Reproduce, unchanged, only the part of the data below that opens with the line containing "Isolate the bush from the image above." and closes with the line containing "xmin=77 ymin=77 xmax=97 ymax=98", including both of those lines.

►

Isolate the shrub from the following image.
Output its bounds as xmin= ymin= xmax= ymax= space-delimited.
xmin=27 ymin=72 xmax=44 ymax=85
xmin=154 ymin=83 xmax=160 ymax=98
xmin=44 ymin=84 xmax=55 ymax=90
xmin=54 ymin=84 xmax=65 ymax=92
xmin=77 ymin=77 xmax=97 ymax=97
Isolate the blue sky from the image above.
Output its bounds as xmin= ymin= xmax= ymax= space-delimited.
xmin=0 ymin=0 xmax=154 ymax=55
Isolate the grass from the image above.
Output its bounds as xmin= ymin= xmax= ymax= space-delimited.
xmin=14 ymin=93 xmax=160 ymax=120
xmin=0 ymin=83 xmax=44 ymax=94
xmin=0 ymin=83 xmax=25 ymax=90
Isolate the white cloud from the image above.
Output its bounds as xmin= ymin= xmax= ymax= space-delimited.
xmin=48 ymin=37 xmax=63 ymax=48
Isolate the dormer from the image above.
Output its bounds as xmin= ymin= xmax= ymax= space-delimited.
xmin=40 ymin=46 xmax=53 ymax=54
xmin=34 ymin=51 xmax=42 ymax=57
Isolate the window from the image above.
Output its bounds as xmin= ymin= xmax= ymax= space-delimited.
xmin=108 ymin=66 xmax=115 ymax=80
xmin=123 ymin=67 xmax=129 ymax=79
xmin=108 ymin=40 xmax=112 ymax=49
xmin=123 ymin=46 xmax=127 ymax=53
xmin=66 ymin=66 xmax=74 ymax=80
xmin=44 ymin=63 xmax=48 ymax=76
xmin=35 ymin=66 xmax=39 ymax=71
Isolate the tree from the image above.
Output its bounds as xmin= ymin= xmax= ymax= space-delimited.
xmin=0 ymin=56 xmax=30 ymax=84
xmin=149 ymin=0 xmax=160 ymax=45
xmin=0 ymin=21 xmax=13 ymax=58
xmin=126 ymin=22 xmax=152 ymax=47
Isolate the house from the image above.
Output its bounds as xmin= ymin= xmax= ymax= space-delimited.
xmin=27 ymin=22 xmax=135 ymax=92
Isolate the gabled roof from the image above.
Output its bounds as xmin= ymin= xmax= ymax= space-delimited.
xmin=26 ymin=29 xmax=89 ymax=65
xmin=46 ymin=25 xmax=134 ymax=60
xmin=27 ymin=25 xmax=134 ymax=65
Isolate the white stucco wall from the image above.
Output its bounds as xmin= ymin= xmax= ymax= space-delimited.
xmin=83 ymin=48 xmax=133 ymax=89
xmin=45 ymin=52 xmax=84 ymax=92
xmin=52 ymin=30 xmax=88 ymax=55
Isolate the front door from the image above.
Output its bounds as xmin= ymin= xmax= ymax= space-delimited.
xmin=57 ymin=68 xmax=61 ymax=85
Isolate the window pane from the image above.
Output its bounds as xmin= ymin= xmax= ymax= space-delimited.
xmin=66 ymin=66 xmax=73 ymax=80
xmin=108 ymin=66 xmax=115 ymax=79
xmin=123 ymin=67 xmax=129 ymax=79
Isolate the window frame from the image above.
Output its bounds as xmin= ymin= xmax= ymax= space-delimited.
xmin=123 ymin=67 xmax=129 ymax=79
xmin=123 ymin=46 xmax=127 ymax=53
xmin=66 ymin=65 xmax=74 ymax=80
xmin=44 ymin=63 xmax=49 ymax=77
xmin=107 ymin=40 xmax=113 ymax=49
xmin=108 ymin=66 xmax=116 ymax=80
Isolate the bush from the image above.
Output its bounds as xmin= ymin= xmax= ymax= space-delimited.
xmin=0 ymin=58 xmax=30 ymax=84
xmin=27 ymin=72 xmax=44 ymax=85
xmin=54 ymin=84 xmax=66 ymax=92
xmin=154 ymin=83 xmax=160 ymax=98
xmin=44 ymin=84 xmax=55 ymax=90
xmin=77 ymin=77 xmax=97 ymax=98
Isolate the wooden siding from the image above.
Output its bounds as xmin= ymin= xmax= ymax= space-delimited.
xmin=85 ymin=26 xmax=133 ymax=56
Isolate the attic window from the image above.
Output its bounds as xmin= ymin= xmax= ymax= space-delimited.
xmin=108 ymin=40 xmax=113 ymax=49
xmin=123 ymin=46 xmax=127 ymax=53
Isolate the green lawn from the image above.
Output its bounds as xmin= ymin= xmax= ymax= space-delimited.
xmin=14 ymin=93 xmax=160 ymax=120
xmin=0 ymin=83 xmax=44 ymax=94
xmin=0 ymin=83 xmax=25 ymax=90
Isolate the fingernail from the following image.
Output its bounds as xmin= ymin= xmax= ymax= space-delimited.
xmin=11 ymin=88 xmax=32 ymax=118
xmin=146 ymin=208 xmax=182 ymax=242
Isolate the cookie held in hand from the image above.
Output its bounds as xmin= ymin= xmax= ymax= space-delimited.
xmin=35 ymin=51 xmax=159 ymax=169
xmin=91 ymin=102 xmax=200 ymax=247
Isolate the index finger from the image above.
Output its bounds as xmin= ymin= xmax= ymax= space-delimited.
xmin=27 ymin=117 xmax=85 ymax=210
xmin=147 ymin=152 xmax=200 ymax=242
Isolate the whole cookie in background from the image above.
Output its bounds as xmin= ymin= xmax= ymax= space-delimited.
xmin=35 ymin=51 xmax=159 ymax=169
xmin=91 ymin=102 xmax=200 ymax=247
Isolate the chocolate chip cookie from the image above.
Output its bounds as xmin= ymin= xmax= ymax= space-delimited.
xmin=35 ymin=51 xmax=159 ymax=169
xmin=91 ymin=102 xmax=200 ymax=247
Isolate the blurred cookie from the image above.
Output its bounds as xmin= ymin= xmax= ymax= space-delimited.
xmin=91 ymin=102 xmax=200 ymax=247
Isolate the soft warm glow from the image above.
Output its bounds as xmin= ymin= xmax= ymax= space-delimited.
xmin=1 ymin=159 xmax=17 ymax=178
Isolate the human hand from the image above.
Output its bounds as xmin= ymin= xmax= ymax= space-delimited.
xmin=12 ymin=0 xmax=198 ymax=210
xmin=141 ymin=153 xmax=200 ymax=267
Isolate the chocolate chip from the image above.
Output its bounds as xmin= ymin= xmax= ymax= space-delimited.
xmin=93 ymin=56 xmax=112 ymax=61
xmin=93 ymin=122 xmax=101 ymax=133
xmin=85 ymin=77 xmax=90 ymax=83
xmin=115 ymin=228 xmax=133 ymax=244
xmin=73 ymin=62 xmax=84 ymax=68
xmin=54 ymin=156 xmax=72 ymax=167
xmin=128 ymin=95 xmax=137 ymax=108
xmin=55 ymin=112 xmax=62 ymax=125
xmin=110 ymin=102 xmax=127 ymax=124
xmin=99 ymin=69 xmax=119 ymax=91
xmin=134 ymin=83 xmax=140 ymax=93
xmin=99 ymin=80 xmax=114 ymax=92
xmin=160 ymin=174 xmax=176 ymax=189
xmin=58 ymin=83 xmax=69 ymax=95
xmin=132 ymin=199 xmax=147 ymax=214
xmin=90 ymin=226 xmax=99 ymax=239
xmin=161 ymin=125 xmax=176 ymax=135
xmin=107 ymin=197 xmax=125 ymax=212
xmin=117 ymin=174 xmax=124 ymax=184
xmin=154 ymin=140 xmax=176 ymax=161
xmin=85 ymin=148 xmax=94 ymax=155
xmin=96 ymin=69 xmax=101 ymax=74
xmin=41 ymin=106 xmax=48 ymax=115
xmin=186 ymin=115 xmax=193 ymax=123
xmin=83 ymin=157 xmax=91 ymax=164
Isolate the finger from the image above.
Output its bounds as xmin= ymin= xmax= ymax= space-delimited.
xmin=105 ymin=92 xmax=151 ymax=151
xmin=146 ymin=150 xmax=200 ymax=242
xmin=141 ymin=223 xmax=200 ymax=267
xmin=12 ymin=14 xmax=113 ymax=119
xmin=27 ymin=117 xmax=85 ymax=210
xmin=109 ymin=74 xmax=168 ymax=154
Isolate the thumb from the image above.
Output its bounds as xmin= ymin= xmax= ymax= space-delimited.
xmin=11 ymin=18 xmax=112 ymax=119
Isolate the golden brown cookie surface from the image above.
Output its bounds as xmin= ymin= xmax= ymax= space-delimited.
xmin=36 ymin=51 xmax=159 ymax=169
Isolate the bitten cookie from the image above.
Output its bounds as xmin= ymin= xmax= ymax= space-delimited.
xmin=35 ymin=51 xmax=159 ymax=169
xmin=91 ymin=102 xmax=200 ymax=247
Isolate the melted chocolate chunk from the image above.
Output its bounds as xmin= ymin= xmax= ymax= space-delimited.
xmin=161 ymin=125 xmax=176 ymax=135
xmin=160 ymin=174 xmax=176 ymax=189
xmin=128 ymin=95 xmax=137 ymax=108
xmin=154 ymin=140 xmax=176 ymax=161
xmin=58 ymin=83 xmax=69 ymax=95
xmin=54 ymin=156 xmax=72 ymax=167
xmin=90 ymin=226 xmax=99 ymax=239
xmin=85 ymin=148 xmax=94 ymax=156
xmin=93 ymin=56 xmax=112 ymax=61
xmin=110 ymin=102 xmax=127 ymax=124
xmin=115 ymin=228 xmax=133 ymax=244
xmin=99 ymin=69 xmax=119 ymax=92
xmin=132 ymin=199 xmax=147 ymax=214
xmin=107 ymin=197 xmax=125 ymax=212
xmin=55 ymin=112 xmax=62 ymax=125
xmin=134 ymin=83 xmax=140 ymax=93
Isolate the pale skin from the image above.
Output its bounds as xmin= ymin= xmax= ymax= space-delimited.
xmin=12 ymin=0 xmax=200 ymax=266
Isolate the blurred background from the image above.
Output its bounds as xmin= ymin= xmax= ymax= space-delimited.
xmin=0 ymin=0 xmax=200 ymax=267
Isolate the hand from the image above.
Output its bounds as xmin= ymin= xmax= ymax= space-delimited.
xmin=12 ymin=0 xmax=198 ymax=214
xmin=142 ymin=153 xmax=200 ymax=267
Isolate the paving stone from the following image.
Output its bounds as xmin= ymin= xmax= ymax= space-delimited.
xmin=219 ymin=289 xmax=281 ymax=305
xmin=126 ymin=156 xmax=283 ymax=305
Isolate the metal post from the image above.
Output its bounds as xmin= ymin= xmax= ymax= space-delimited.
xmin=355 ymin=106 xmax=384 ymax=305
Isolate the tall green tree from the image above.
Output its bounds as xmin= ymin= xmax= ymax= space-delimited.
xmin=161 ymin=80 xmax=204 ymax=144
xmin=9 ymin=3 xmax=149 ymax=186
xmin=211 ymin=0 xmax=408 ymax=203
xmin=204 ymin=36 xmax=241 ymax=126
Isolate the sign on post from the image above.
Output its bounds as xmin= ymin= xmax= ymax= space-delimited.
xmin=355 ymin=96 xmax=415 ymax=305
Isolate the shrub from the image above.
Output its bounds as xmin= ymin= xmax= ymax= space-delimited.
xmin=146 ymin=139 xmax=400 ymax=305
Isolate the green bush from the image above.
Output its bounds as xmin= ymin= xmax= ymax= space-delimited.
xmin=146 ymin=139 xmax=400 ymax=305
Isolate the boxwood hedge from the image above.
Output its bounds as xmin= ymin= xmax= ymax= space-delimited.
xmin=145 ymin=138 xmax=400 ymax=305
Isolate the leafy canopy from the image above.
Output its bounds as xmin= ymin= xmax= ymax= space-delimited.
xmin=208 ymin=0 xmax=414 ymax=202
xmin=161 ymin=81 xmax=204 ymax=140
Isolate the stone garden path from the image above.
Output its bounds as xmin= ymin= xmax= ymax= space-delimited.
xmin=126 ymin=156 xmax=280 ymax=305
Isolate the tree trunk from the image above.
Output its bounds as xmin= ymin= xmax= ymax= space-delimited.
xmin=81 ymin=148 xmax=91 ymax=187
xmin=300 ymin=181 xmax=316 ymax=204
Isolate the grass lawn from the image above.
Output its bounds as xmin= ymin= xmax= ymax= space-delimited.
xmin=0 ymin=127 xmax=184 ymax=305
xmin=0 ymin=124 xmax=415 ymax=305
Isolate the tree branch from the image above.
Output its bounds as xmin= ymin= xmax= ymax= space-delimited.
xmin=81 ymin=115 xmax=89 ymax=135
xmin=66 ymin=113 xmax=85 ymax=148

◄

* _WORKED ANSWER_:
Isolate the bush from the image above.
Output its bounds as xmin= ymin= xmax= ymax= space-delimited.
xmin=0 ymin=58 xmax=30 ymax=84
xmin=27 ymin=72 xmax=44 ymax=85
xmin=54 ymin=84 xmax=66 ymax=92
xmin=154 ymin=83 xmax=160 ymax=98
xmin=44 ymin=84 xmax=55 ymax=90
xmin=77 ymin=77 xmax=97 ymax=98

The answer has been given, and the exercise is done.